**EXERCISE GOAL**
Copy the records below word for word, but leave out the pictures.

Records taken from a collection
■ ■ ■ ■ ■ ■ ■

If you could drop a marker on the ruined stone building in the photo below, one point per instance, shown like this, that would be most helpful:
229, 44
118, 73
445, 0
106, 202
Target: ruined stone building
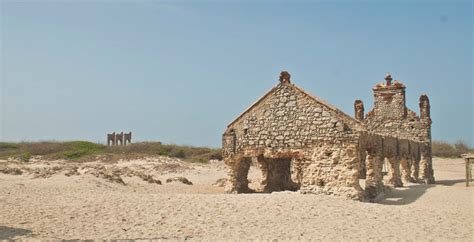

■ ■ ■ ■ ■ ■ ■

**FINAL RESULT**
If you could drop a marker on the ruined stone building in the photo below, one point per instance, shown like this, that would be most helpful:
229, 44
118, 73
445, 0
106, 202
Target: ruined stone building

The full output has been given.